Segment Start: Data excerpts

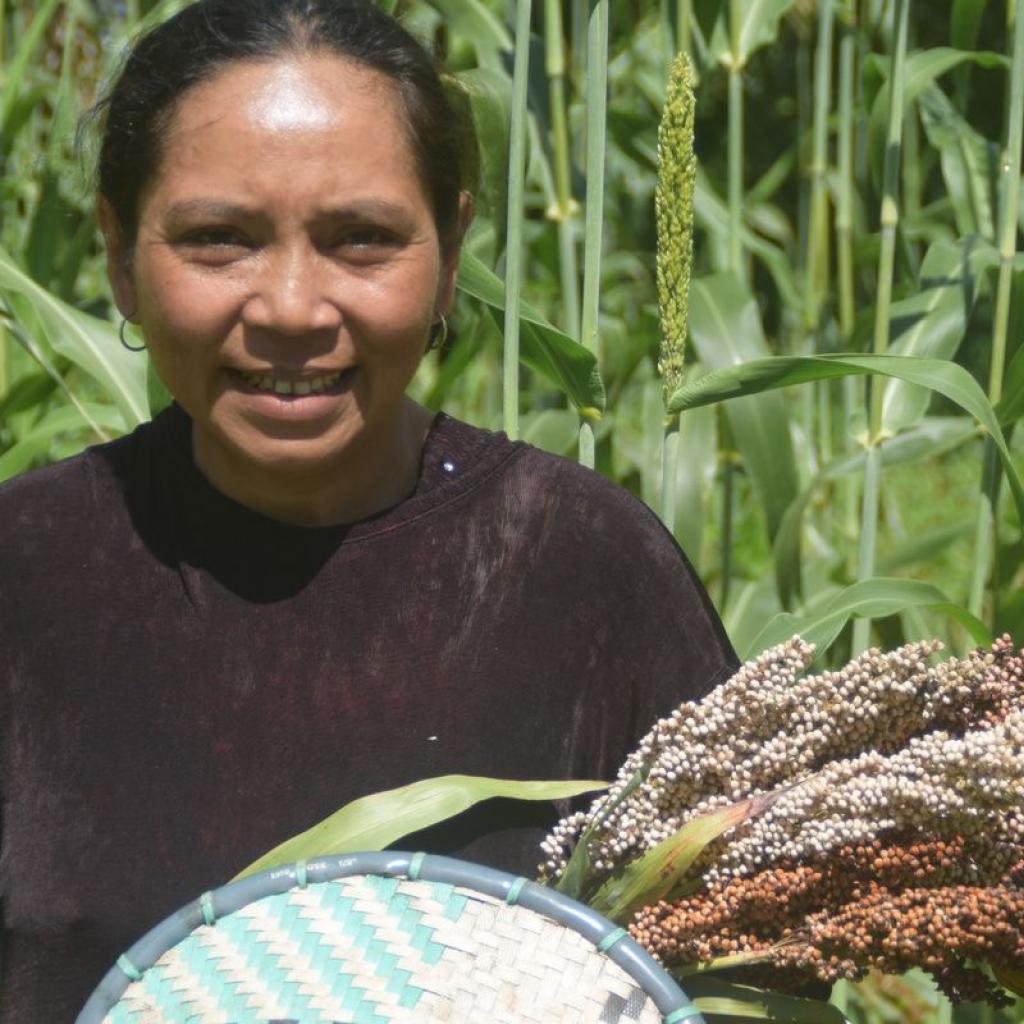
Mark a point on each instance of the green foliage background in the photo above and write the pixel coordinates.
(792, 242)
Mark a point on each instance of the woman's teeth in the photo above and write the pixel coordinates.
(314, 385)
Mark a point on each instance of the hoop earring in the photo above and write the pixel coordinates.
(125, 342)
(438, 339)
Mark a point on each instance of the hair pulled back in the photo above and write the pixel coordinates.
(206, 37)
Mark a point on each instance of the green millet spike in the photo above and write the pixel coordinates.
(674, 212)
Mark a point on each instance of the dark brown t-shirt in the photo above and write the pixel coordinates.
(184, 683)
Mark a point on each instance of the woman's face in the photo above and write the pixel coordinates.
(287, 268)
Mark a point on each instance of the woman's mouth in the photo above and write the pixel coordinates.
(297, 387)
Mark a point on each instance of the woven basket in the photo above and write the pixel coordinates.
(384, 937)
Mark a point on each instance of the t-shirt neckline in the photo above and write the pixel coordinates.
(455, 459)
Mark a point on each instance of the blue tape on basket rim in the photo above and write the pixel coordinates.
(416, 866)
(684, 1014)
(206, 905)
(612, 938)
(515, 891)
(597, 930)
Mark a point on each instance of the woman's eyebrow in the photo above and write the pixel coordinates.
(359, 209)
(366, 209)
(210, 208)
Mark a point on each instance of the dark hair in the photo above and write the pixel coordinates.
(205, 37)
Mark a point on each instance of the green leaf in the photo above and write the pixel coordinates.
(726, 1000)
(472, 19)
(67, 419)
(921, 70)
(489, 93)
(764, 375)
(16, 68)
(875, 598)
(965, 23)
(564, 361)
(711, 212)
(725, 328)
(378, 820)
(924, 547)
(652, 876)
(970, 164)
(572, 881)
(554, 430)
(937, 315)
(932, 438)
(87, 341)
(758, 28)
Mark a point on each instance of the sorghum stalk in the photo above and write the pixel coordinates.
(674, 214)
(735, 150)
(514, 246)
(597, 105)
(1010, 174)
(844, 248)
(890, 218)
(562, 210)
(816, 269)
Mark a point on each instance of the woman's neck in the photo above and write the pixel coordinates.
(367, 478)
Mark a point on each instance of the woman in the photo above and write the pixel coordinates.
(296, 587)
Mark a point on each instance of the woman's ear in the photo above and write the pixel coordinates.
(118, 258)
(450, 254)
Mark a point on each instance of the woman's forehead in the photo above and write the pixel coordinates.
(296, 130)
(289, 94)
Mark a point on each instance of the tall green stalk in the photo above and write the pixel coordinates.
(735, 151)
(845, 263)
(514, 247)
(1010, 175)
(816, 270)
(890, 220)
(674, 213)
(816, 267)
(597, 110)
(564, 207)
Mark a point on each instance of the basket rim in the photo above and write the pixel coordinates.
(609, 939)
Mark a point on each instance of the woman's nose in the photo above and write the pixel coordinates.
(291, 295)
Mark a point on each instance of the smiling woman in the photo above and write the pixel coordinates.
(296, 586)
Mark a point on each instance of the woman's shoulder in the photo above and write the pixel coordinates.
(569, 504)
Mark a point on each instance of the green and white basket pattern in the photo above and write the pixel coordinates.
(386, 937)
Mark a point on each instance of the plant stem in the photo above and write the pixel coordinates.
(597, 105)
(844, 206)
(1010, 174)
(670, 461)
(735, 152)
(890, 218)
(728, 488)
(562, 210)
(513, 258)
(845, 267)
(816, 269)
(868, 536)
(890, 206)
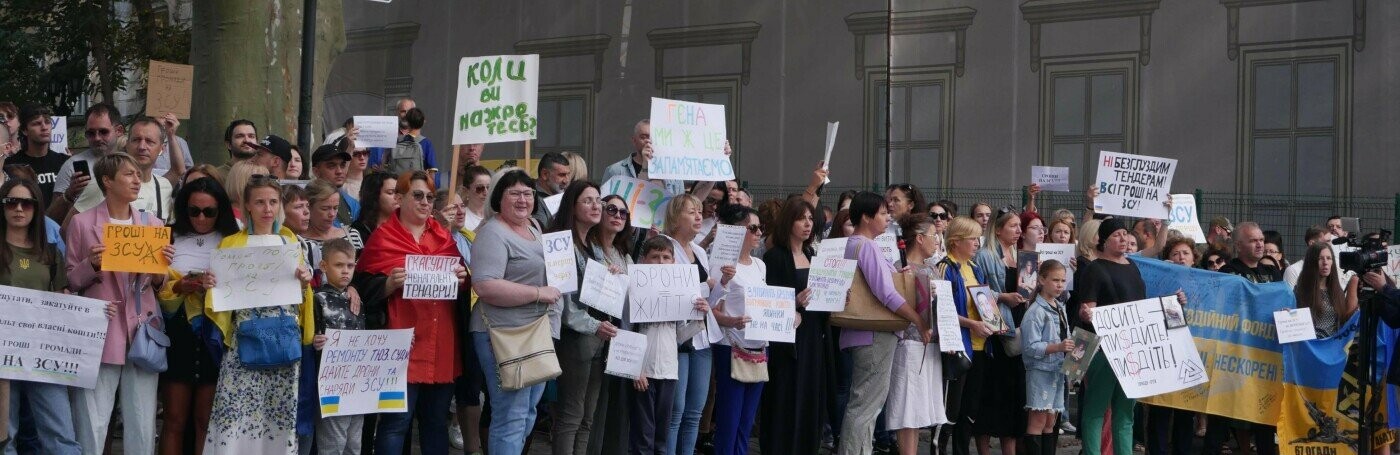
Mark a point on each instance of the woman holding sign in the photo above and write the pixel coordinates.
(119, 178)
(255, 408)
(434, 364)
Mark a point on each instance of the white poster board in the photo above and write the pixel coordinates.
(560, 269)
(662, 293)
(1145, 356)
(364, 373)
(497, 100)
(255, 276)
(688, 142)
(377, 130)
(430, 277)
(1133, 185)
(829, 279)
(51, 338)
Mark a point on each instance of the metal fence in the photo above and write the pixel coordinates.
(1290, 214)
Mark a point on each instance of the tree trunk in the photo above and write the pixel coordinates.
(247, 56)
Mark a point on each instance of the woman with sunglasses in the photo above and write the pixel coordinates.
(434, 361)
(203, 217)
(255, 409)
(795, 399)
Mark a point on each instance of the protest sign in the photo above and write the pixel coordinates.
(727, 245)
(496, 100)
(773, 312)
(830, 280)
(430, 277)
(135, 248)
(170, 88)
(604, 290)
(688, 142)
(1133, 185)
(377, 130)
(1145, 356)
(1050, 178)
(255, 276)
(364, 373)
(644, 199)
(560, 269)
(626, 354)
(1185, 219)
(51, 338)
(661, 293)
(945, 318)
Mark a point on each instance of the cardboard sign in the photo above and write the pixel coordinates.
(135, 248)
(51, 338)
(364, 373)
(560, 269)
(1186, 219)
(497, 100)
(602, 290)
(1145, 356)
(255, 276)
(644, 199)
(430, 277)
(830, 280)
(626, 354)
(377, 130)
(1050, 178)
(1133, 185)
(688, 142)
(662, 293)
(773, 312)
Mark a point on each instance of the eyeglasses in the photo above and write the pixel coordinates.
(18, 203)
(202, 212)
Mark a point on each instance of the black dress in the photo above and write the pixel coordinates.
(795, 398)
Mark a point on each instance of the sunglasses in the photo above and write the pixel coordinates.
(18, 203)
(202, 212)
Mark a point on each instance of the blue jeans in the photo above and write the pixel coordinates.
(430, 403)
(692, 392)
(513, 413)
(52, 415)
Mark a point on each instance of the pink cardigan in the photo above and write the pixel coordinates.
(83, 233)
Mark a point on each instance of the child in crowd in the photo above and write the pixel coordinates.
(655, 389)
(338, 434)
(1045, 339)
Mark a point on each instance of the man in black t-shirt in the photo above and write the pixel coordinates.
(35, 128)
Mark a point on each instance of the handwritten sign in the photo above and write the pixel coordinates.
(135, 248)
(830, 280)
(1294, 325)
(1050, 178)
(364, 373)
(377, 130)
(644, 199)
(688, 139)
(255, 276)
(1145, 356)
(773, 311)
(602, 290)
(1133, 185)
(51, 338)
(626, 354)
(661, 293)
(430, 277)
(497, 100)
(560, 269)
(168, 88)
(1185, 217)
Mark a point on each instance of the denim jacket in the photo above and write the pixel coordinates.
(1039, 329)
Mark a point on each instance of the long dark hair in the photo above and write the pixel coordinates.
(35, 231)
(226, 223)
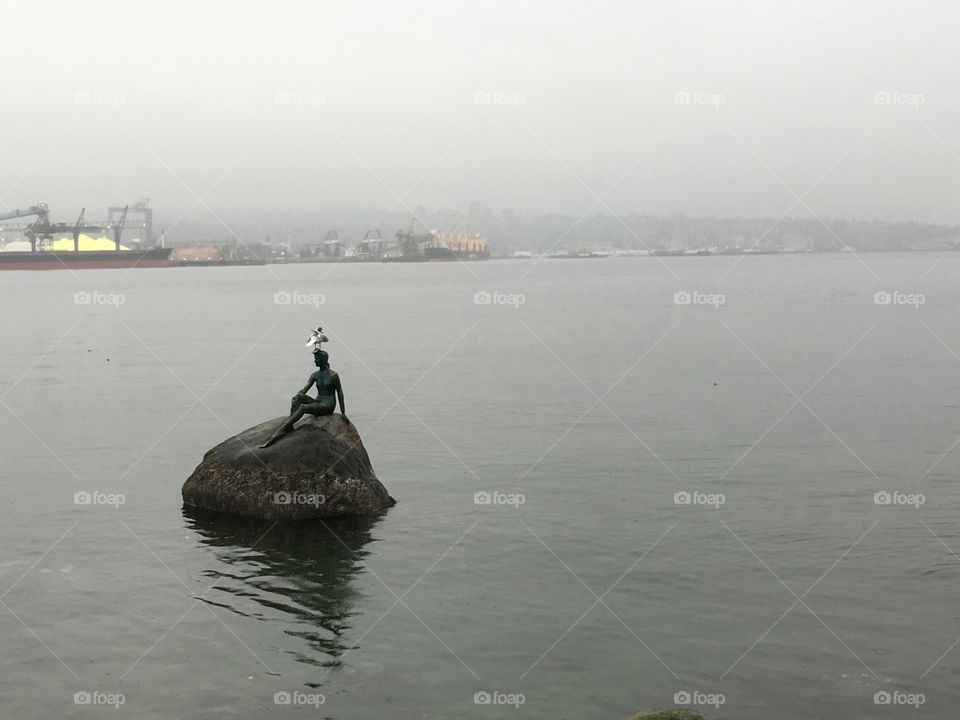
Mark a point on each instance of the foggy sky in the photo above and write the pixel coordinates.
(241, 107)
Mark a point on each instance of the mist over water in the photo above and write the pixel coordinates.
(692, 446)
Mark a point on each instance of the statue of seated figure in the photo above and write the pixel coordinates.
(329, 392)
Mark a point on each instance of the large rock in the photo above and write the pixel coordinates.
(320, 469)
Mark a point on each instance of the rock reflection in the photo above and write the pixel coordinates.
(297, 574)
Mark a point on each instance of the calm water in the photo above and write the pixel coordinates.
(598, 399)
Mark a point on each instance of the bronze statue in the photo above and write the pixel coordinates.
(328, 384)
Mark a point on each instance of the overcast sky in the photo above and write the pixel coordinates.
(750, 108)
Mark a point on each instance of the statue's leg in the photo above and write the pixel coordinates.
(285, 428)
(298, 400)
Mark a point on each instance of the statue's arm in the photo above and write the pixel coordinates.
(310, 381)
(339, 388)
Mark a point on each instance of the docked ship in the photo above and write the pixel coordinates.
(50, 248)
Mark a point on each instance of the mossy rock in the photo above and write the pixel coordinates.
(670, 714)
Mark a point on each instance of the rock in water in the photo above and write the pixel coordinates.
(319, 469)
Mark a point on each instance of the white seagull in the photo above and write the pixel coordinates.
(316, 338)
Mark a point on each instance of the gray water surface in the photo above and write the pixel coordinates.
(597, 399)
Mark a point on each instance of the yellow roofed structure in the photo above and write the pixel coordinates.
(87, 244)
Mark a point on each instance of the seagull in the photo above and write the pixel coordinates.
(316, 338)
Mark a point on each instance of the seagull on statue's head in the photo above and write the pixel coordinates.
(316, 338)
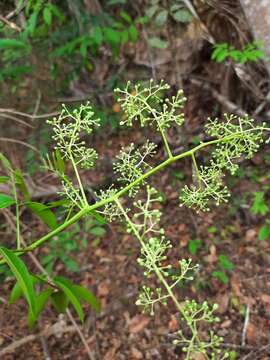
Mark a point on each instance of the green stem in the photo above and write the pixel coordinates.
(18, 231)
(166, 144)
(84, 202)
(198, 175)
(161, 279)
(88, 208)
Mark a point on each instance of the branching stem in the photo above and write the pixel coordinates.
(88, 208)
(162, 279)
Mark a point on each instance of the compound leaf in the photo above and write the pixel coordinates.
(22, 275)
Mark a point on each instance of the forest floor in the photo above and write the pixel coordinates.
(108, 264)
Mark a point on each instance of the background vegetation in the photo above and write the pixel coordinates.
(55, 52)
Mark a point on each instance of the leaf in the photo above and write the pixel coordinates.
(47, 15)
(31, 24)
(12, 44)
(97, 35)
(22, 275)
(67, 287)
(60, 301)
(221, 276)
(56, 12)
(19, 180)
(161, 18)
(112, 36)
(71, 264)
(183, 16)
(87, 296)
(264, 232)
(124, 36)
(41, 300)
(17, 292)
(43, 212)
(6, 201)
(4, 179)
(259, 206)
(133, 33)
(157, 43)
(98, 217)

Segment End: Data excerpts

# What is expected:
What is needed is an exact copy of the lines from the one containing "Mark a point on each instance of the forest" through the last line of the records above, both included.

# Response:
Mark a point on each instance of the forest floor in the photo above and write the pixel coordinates.
(108, 264)
Mark a point on each instance of the background vegetation in the photo above and write the pixel coordinates.
(55, 52)
Mark a point on each instance of the leaf in the photo above and write the pixel coordinates.
(47, 15)
(31, 24)
(12, 44)
(97, 35)
(22, 275)
(67, 287)
(60, 301)
(221, 276)
(56, 12)
(19, 180)
(161, 18)
(112, 36)
(71, 264)
(183, 16)
(87, 296)
(264, 232)
(124, 36)
(41, 300)
(17, 292)
(43, 212)
(6, 201)
(4, 179)
(259, 206)
(133, 33)
(157, 43)
(98, 217)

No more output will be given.